REQUIREMENTS
Could you set out the lines below as a Markdown table with a "No." column for the row number and a "Line" column for the line itself, skipping blank lines?
───── GIVEN RECORDS
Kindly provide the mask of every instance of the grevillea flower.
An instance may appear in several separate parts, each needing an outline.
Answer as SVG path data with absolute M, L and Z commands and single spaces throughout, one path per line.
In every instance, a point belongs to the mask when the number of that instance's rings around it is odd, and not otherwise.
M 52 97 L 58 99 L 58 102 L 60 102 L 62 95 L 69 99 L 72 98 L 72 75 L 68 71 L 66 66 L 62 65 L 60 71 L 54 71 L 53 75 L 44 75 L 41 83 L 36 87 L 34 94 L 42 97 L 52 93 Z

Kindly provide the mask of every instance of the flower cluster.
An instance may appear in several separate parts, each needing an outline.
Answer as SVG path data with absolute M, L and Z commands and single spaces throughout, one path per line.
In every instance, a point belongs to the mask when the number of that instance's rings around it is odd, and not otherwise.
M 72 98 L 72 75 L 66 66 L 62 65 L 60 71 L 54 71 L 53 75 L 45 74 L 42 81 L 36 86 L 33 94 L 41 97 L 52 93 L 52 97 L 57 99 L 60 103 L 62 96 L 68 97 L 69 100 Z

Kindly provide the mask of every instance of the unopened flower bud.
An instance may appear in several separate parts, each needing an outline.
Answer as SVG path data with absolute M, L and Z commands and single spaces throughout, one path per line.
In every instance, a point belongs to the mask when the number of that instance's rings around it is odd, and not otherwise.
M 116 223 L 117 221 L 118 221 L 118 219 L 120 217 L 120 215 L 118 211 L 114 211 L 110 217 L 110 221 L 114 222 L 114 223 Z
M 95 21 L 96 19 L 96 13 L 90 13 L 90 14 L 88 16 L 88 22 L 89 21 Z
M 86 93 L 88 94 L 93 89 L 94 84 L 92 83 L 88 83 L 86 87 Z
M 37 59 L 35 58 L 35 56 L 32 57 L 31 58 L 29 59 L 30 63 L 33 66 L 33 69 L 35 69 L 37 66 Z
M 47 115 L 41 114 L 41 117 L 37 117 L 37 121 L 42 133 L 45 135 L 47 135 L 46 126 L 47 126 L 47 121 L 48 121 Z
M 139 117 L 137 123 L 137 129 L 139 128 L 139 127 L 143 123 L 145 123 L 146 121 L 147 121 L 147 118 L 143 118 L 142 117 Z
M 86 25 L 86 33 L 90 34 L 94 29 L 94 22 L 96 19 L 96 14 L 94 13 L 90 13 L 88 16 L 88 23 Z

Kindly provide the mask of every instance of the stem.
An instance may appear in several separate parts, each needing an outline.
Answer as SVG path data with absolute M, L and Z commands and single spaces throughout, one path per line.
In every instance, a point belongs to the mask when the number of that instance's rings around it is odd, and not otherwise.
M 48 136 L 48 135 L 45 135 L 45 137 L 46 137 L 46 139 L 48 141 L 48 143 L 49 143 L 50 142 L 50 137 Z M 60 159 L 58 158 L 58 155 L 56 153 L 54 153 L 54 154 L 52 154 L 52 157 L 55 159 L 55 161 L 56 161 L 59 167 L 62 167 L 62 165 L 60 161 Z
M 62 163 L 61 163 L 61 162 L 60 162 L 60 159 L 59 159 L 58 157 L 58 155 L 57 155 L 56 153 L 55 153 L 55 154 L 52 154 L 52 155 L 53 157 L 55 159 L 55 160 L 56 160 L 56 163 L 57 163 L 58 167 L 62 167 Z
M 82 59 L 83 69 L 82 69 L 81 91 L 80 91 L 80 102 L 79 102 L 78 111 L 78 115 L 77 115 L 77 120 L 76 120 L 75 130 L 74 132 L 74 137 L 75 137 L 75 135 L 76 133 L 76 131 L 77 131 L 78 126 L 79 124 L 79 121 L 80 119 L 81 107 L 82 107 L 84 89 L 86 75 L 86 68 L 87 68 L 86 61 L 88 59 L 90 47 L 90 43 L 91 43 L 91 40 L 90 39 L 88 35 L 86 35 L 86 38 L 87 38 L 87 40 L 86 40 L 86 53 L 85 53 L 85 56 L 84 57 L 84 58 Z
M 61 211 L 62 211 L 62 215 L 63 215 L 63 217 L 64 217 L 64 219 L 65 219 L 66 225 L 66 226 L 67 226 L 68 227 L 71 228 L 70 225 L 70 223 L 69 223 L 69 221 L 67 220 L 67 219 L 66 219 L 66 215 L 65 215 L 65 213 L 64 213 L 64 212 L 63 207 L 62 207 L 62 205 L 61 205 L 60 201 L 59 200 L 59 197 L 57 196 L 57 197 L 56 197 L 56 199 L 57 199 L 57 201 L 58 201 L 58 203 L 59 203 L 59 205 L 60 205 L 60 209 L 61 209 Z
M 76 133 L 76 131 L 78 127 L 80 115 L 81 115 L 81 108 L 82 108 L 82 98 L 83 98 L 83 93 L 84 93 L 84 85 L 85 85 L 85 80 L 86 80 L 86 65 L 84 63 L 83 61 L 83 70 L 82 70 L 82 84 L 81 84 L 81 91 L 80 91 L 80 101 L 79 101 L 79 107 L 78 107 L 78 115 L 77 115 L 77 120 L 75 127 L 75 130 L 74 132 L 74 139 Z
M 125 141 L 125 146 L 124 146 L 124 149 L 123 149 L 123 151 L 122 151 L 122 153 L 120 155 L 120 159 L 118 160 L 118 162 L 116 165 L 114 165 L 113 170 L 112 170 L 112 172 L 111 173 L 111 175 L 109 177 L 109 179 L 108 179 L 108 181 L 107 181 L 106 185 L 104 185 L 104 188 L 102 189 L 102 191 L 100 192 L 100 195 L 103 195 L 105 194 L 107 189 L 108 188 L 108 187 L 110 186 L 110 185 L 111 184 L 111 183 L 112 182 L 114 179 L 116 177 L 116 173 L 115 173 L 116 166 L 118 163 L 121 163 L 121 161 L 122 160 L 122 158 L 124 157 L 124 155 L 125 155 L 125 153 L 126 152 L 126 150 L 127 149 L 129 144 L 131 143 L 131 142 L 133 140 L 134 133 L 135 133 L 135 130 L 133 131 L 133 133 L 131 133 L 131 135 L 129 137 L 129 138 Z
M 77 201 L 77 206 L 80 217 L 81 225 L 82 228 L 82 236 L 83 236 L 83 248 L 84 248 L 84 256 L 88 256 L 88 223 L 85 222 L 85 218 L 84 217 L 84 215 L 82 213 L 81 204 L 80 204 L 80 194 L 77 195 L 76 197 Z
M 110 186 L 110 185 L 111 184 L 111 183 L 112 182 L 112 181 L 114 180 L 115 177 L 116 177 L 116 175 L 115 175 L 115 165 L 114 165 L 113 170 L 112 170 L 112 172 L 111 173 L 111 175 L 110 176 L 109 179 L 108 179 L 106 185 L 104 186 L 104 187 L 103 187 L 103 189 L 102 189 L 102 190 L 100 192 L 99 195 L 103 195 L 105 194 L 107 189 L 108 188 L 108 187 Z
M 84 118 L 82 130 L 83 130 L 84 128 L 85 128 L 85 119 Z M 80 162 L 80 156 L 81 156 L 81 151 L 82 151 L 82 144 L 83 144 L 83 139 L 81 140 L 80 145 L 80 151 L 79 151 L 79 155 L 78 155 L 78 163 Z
──────────
FINISHED TASK
| No. | Line |
|---|---|
| 1 | Kindly provide the mask of every instance of the grevillea flower. |
| 2 | An instance may appear in several separate parts, each needing an outline. |
| 3 | Answer as SVG path data with absolute M, L and Z commands and single spaces throughout, one path per line. |
| 4 | In every instance, a point belongs to the mask when the number of that instance's rings around it is odd, and not otherwise. |
| 5 | M 52 97 L 58 99 L 58 102 L 60 102 L 62 95 L 69 99 L 72 98 L 72 75 L 68 71 L 66 66 L 62 65 L 60 71 L 54 71 L 53 75 L 44 75 L 41 83 L 36 87 L 34 94 L 42 97 L 52 93 Z |
| 6 | Kindly provide the mask of every instance of the flower cluster. |
| 7 | An instance may appear in several separate parts, each needing an outline. |
| 8 | Answer as SVG path data with absolute M, L and Z commands and single spaces throughout, one path per line. |
| 9 | In every instance, a point belongs to the mask when the number of that instance's rings around it is odd, and not otherwise. |
| 10 | M 72 98 L 72 75 L 66 66 L 62 65 L 60 71 L 54 71 L 53 75 L 45 74 L 42 81 L 36 86 L 33 94 L 41 97 L 52 93 L 52 97 L 57 99 L 60 103 L 62 96 L 68 97 L 69 100 Z |
| 11 | Kindly provide the mask of every instance of the unopened flower bud. |
| 12 | An instance may appear in several separate parts, each needing an outline. |
| 13 | Answer as SVG path data with absolute M, L and Z commands and single spaces throughout, one path per line. |
| 14 | In every instance, a point belongs to the mask when the number of that instance's rings around it is odd, and not otherwise. |
| 15 | M 116 223 L 117 221 L 118 221 L 118 219 L 120 217 L 120 215 L 118 211 L 114 211 L 110 217 L 110 221 L 114 222 L 114 223 Z |
| 16 | M 95 21 L 96 19 L 96 13 L 90 13 L 90 14 L 88 16 L 88 22 L 89 21 Z |
| 17 | M 86 93 L 88 94 L 93 89 L 94 84 L 92 83 L 88 83 L 86 87 Z |
| 18 | M 37 59 L 35 58 L 35 56 L 32 57 L 31 58 L 29 59 L 30 63 L 33 66 L 33 69 L 35 69 L 37 66 Z |
| 19 | M 47 115 L 41 114 L 41 117 L 37 117 L 37 121 L 42 133 L 45 135 L 47 135 L 46 126 L 47 126 L 47 121 L 48 121 Z |
| 20 | M 139 117 L 137 123 L 137 129 L 139 128 L 139 127 L 143 123 L 145 123 L 146 121 L 147 121 L 147 118 L 143 118 L 142 117 Z |
| 21 | M 86 25 L 86 33 L 90 34 L 94 29 L 94 22 L 96 19 L 96 14 L 94 13 L 90 13 L 88 16 L 88 23 Z |
| 22 | Kindly provide the mask of every instance of the stem. |
| 23 | An instance may appear in several separate parts, each needing an outline. |
| 24 | Answer as SVG path data with absolute M, L and Z commands and single spaces throughout, one path per line. |
| 25 | In every instance, a point belongs to the mask when the number of that instance's rings around it is odd, and not otherwise. |
| 26 | M 48 136 L 48 135 L 45 135 L 45 137 L 46 137 L 46 139 L 48 141 L 48 143 L 49 143 L 50 142 L 50 137 Z M 60 159 L 58 158 L 58 155 L 56 153 L 54 153 L 54 154 L 52 154 L 52 157 L 55 159 L 55 161 L 56 161 L 59 167 L 62 167 L 62 165 L 60 161 Z |
| 27 | M 62 163 L 61 163 L 61 162 L 60 162 L 60 159 L 59 159 L 58 157 L 58 155 L 57 155 L 56 153 L 55 153 L 55 154 L 52 154 L 52 155 L 53 157 L 55 159 L 55 160 L 56 160 L 56 163 L 57 163 L 58 167 L 62 167 Z |
| 28 | M 82 59 L 83 69 L 82 69 L 81 91 L 80 91 L 80 102 L 79 102 L 78 111 L 78 115 L 77 115 L 77 120 L 76 120 L 75 130 L 74 132 L 74 137 L 75 137 L 75 135 L 76 133 L 76 131 L 77 131 L 78 126 L 79 124 L 79 121 L 80 119 L 81 107 L 82 107 L 84 89 L 86 75 L 86 68 L 87 68 L 86 61 L 88 59 L 90 47 L 90 43 L 91 43 L 91 40 L 90 39 L 88 35 L 86 35 L 86 38 L 87 38 L 87 40 L 86 40 L 86 53 L 85 53 L 85 56 L 84 57 L 84 58 Z |
| 29 | M 61 211 L 62 211 L 62 215 L 63 215 L 63 217 L 64 217 L 64 219 L 65 219 L 66 225 L 66 226 L 67 226 L 68 227 L 71 228 L 70 225 L 70 223 L 69 223 L 69 221 L 67 220 L 67 219 L 66 219 L 66 215 L 65 215 L 65 213 L 64 213 L 64 212 L 63 207 L 62 207 L 62 205 L 61 205 L 60 201 L 59 200 L 59 197 L 57 196 L 57 197 L 56 197 L 56 199 L 57 199 L 57 201 L 58 201 L 58 203 L 59 203 L 59 205 L 60 205 L 60 209 L 61 209 Z |
| 30 | M 76 133 L 76 131 L 78 127 L 80 115 L 81 115 L 81 108 L 82 108 L 82 98 L 83 98 L 83 93 L 84 93 L 84 85 L 85 85 L 85 80 L 86 80 L 86 65 L 84 63 L 83 61 L 83 70 L 82 70 L 82 84 L 81 84 L 81 91 L 80 91 L 80 101 L 79 101 L 79 107 L 78 107 L 78 115 L 77 115 L 77 120 L 75 127 L 75 130 L 74 132 L 74 139 Z |
| 31 | M 125 141 L 125 146 L 124 146 L 124 149 L 123 149 L 123 151 L 122 151 L 122 153 L 120 155 L 120 159 L 118 160 L 118 162 L 116 165 L 114 165 L 113 170 L 112 170 L 112 172 L 111 173 L 111 175 L 109 177 L 109 179 L 108 179 L 108 181 L 107 181 L 106 185 L 104 185 L 104 188 L 102 189 L 102 191 L 100 192 L 100 195 L 103 195 L 105 194 L 107 189 L 108 188 L 108 187 L 110 186 L 110 185 L 111 184 L 111 183 L 112 182 L 114 179 L 116 177 L 116 173 L 115 173 L 116 166 L 118 163 L 121 163 L 121 161 L 122 160 L 122 158 L 124 157 L 124 155 L 125 155 L 125 153 L 126 152 L 126 150 L 127 149 L 129 144 L 131 143 L 131 142 L 133 140 L 134 133 L 135 133 L 135 130 L 133 131 L 133 133 L 131 133 L 131 135 L 129 137 L 129 138 Z |
| 32 | M 77 201 L 77 206 L 80 217 L 81 225 L 82 228 L 82 236 L 83 236 L 83 248 L 84 248 L 84 256 L 88 256 L 88 223 L 85 222 L 85 218 L 84 217 L 84 215 L 82 213 L 81 204 L 80 204 L 80 194 L 77 195 L 76 197 Z |
| 33 | M 110 186 L 110 185 L 111 184 L 111 183 L 112 182 L 112 181 L 114 180 L 115 177 L 116 177 L 116 175 L 115 175 L 115 165 L 114 165 L 113 170 L 112 170 L 112 172 L 111 173 L 111 175 L 110 176 L 109 179 L 108 179 L 106 185 L 104 186 L 104 187 L 103 187 L 103 189 L 102 189 L 102 190 L 100 192 L 99 195 L 103 195 L 105 194 L 107 189 L 108 188 L 108 187 Z |
| 34 | M 84 118 L 82 130 L 83 130 L 84 128 L 85 128 L 85 119 Z M 80 162 L 80 156 L 81 156 L 81 151 L 82 151 L 82 144 L 83 144 L 83 139 L 81 140 L 80 145 L 80 151 L 79 151 L 79 155 L 78 155 L 78 163 Z |